• Task goal: Rewrite the Betsson passage from "Online gaming is" up to and including "secure gambling environment.", substituting "gaming companies" for "operators".

• Excerpted text:
* START *
Betsson has through its different subsidiaries a solid technical position. The opportunity starts with the customer, the vision is to offer the best user experiences in the industry. First-class user experiences are critical, as such, investments in innovation and technology are continually made to strengthen the product offering.The operational subsidiaries' gaming sites are largely run on a proprietary platform, which makes up the core of the offering and user experience, covering games, transactions, payments, customer information and account management. By owning its technology, the Group is flexible and can adapt more rapidly to market changes and it also enables fast integrations across jurisdictions and brands.
The products mainly consist of casino and sportsbook, with the largest category within the casino vertical being slots, followed by live casino, poker, lottery and bingo. The casino offering includes approximately 5,000 games, of which more than 4,000 are available on mobile devices. The various brands offer one of the market's largest selection of games and sports betting with a local focus tailored to the consumer.
Betsson is investing in developing its proprietary sportsbook, creating both a solid technical platform and flexible odds compiling which can be optimised depending on the market demand for and availability of sporting events. The sportsbook is being continuously optimised for specific needs on local sportbook markets and is offered to in-house brands and sold B2B.
Industry market data indicates that the entire gaming market, including offline and online gaming, is worth approximately EUR 298 billion in 2020 and is estimated to grow 9.1 percent annually up until 2025 to a total of EUR 460 billion.
Online gaming is expected to grow to an estimated share of 20.1 percent in 2025. (Source: H2GC, January 2021).
More countries are introducing local regulations with licensing regimes for online gambling, enabling operators to compete on equal terms, gaining access to new customers with more effective marketing channels and payment solutions, while protecting consumers in a safe and secure gambling environment.
Local regulations entail increased demands and costs which benefit operators with scalable, proprietary platforms. Consolidation typically increases in regulated markets, which can create opportunities for Betsson, through both organic growth and growth through strategic acquisitions.
The gambling industry is largely regulated. Political decisions, interpretations of laws and new regulations in different states, may substantially effect Betsson´s profitability and financial position. Betsson's operational subsidiaries operate its businesses under 17 gaming licences issued in Malta, Argentina (province of Buenos Aires),Colombia, Croatia, Denmark, Estonia, Georgia, Germany, Great Britain, Ireland, Italy, Kenya, Latvia, Lithuania, Spain, Sweden and USA (Colorado).
* END *
• Data entries:
* START *
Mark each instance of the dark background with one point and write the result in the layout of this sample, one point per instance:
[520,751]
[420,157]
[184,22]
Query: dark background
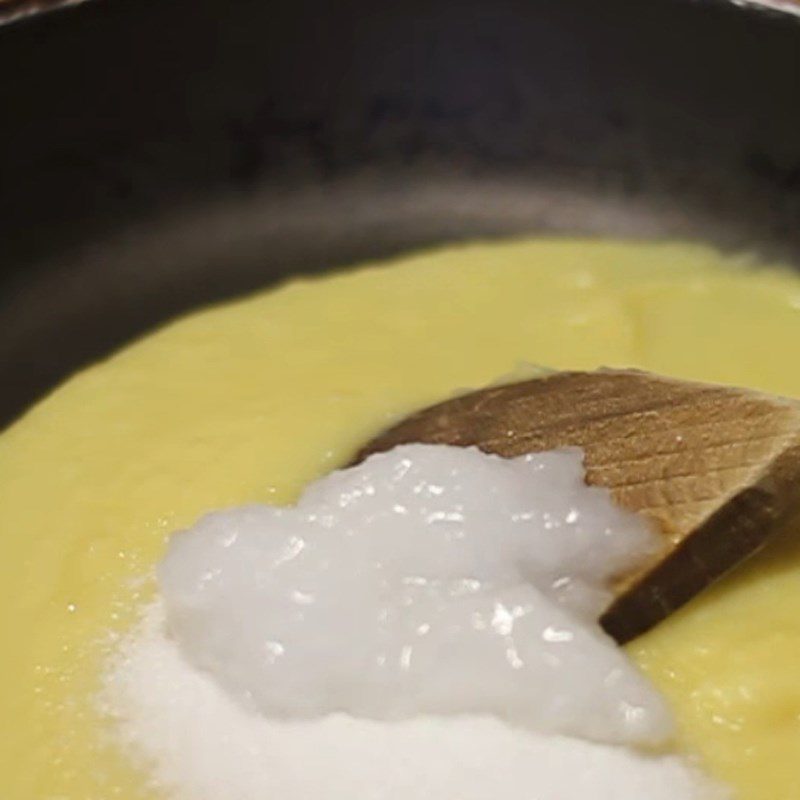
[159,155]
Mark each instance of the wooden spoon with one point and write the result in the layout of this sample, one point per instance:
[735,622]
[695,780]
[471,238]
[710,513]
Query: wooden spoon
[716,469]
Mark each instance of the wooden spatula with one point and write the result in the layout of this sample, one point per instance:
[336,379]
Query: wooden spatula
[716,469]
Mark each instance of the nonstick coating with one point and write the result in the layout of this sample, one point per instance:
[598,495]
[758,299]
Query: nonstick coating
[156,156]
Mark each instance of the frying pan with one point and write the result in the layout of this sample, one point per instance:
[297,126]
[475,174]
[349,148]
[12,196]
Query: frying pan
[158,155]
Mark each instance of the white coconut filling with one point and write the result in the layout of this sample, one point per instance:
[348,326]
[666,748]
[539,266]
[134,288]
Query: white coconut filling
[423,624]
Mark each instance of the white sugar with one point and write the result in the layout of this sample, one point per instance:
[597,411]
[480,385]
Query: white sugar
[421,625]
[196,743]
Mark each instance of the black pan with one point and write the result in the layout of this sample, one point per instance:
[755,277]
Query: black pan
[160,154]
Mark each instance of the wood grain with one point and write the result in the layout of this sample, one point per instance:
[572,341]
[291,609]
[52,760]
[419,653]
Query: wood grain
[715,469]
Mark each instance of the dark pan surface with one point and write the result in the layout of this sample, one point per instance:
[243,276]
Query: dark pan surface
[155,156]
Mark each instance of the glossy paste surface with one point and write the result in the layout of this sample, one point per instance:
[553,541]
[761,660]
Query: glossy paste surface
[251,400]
* END *
* START *
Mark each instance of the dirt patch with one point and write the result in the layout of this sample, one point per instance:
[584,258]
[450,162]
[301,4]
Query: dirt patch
* END *
• Exercise solution:
Online gaming is expected to grow to an estimated share of 20.1 percent in 2025. (Source: H2GC, January 2021).
More countries are introducing local regulations with licensing regimes for online gambling, enabling gaming companies to compete on equal terms, gaining access to new customers with more effective marketing channels and payment solutions, while protecting consumers in a safe and secure gambling environment.